■ The task ■
Show each line of the entries below that contains the string "cable", copying the line in full and treating uppercase and lowercase as different.

■ Extracted entries ■
[Start]

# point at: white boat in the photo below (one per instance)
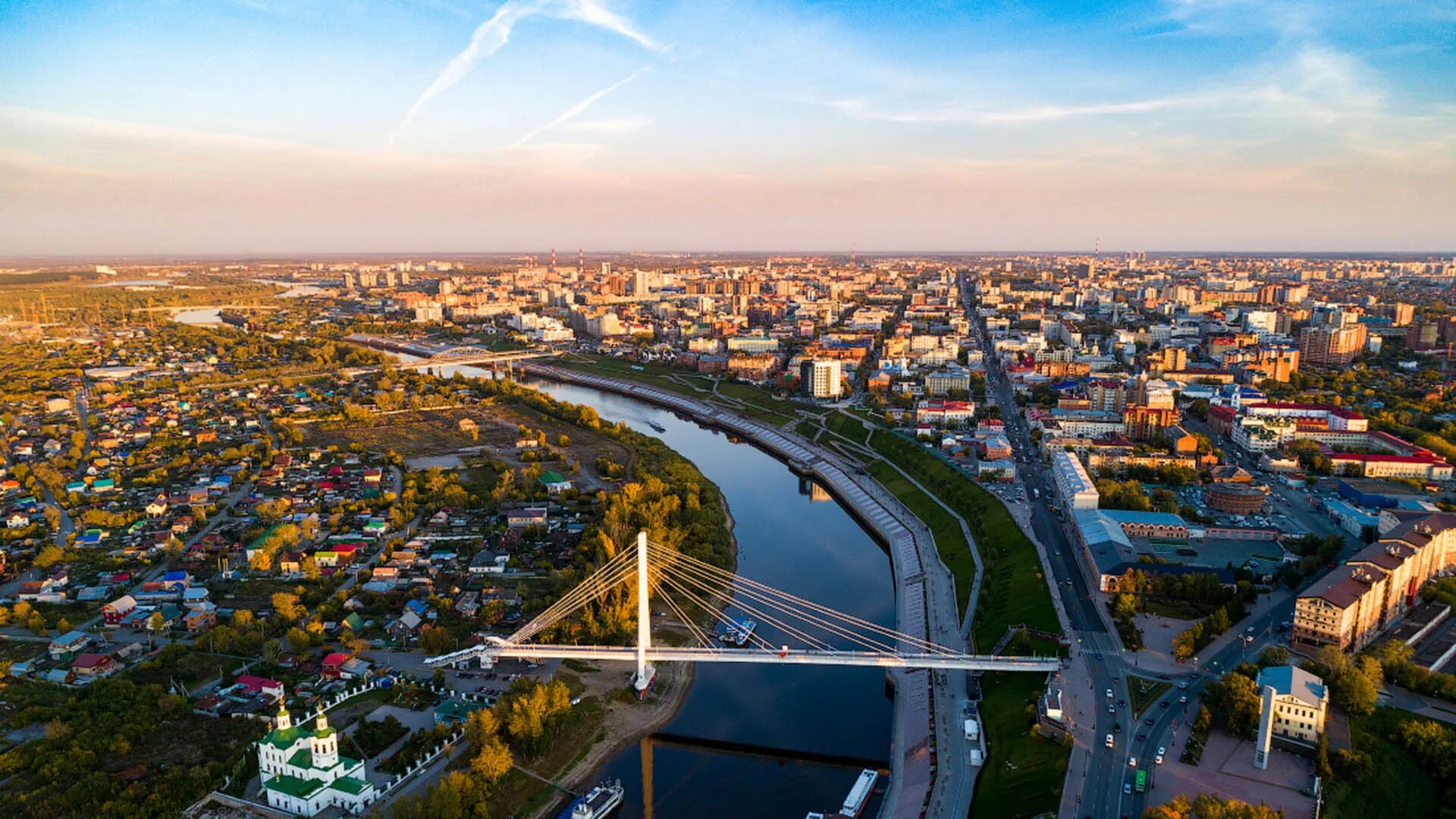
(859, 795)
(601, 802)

[End]
[Start]

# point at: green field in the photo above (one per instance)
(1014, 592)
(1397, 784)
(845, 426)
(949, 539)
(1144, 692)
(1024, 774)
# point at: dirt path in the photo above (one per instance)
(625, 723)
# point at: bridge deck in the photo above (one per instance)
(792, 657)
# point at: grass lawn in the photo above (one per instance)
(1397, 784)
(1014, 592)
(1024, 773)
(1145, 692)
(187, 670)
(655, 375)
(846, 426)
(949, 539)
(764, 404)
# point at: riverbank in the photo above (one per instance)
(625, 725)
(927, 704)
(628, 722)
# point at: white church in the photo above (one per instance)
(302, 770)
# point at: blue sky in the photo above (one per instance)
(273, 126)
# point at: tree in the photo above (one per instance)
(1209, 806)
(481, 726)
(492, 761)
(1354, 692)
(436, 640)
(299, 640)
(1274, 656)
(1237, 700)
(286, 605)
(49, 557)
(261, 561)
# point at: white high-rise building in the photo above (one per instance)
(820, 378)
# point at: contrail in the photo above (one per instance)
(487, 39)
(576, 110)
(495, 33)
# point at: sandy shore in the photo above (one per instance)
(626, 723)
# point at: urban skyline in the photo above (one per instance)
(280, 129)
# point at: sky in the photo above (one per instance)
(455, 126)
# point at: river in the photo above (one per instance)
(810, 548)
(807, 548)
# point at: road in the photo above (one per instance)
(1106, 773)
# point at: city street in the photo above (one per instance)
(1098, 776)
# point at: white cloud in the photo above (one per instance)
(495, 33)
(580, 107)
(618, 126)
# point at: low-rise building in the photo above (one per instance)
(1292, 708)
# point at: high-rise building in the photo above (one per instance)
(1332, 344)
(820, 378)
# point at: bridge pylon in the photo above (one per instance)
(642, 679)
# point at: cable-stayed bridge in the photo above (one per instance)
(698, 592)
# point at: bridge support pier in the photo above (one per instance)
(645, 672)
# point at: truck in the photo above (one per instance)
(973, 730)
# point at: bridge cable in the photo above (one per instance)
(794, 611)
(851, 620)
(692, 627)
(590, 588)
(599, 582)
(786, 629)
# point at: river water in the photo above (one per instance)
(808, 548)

[End]

■ Task answer ■
# point at: cable-stayed bridge in the photo above (one per instance)
# point at: bridge cable in the photo above (one per instance)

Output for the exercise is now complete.